■ **Supplied passage**

America's Impending Debt Crisis: This Won't End Well For Stocks


  • Stocks may have found a short-term bottom, but out there on the horizon the next crisis is lurking.
  • Despite the short-term positive indicators surrounding stocks, it is important to keep an eye on the big picture.
  • The U.S.'s enormous spending addiction has created a massive debt bubble that is going to lead the economy to its next financial crisis.
  • Consumer, government, credit card, auto loan, mortgage, student loan and just about any other debt you can think of is at a new record - and it won't end well.
  • America's impending debt crisis is likely to materialize within the next few years, and when it does, its destabilizing effects will be felt deep throughout the financial system.


America’s Impending Debt Crisis

Stocks rebounded nicely over the past week. The S&P 500/SPDR S&P 500 Trust ETF (NYSEARCA:SPY) has surged by roughly 5% since hitting what appears to be a short-term bottom at the height of the recent correction. The fundamental landscape surrounding stocks seems to be stabilizing and appears constructive in the short-to-intermediate term. I'll even go out on a limb and say that the stock market bottom is probably in for now.

SPY 1-Year Chart


The oversold indications projected by the RSI and CCI, the dip below 20 in the full stochastic, the textbook bounce off the 200-day moving average, massive sell volume, as well as other factors suggest that the badly needed correction may have come and gone. Moreover, S&P 500 futures had a successful retest of the lows, which happened in after-hours trading, thus it doesn't show up in the SPY chart. Nevertheless, most indicators point to a return to higher prices for stocks in the short-to-intermediate term.

The short-term positive catalysts likely to propel stocks higher throughout 2018 include increased economic activity, GDP expansion, moderate inflation, a soft dollar, tax cuts, deregulation, increased government spending and positive sentiment. These underlying fundamental elements are likely to drive stock prices higher in the near term.

However, it’s not all good news. Looming on the horizon is America’s impending debt crisis - a predicament so severe, it poses an imminent threat to the U.S. economy and is likely to inflict immense carnage on stocks when it arrives.

About SPY

SPY is the first major and most popular ETF in the world. It's designed to mimic the exact movement of the S&P 500. The SPY Index fund has roughly $277 billion in net assets, and each share in the fund represents a fraction of the holdings. SPY provides investors with exposure to the S&P 500 index, which is widely regarded as the most significant stock market average for U.S. equities. Since SPY tracks the exact movements of the S&P 500, I will use SPY and the S&P 500 interchangeably throughout the article.

The Origins of The Upcoming Crisis

Let’s face it, the U.S. has an enormous spending problem. Overspending and living beyond normal means, coupled with Wall Street’s insatiable appetite to make money, played an instrumental role in leading the economy and the stock market off a cliff in 2008’s economic debacle. It’s evident that in the current global order, the U.S. is one of the leading nations propelling the consumerism trend to new extremes. Corporations are continuously producing an increasing number of products; consumers crave these products, and they expect them immediately. Hardly anyone is taught to save for anything anymore. Instead, we are conditioned to want a lot of unnecessary products, and we’re granted an instant pathway to these things via cheap credit. Any system that willingly enables instant gratification in this way is likely to have some downsides and is bound to produce some adverse unintended consequences from time to time.

■ **Available data**
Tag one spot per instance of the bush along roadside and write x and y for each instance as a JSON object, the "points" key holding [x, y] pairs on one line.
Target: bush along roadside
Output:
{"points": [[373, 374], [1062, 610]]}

■ **Problem to work on**
Please carry the debt crisis article forward from its final sentence with a few more paragraphs in the same voice.

■ **Written answer**
Consumer Debt is Becoming a Big Problem, Again

Just look at the massive consumer debt all around us. Consumers have the highest-ever credit card debt, student loan debt, car loan debt, mortgage debt and just about any other kind of debt you can think of. Total U.S. consumer credit is now up by a staggering 45% over the 2008 peak, and it is going to become increasingly more difficult to service this monstrous debt load in a rising rate environment. This will inevitably lead to a wave of defaults in various segments of the economy, and could ultimately eclipse the overall damage produced in the 2008 crisis. Some of these numbers are truly staggering:

Source: BusinessInsider

  • Credit card debt: $1 trillion
  • Car loan debt: $1.2 trillion
  • Student loan debt: $1.5 trillion
  • Mortgage debt: $15 trillion
  • Total personal debt: $18.86 trillion

The personal debt picture is bad, and there are already significant signs of strain in the system. The overall balance of student debt is now over $1.5 trillion, up an astounding 500% since 2003, and delinquencies are exceedingly high on this debt at over 11%. A tsunami of student loan defaults is likely to hit the economy in the next few years, which will likely produce all sorts of unfortunate consequences for consumers and the broader economy alike.


In addition, the New York Fed recently reported that it observed a 7.5% rise in the share of credit card balances that were severely delinquent. Synchrony Financial (SYF), one of the largest providers of store credit, reported a 30% increase yoy in loan loss provisions. American Express (AXP) reported a 26% yoy rise in loan loss provisions. Capital One’s (COF) charge-off rate climbed from 4.07% to 5.1% yoy. Most recently, JPMorgan (JPM) and Citigroup (C) reported they were expecting a continued rise in credit card defaults as well.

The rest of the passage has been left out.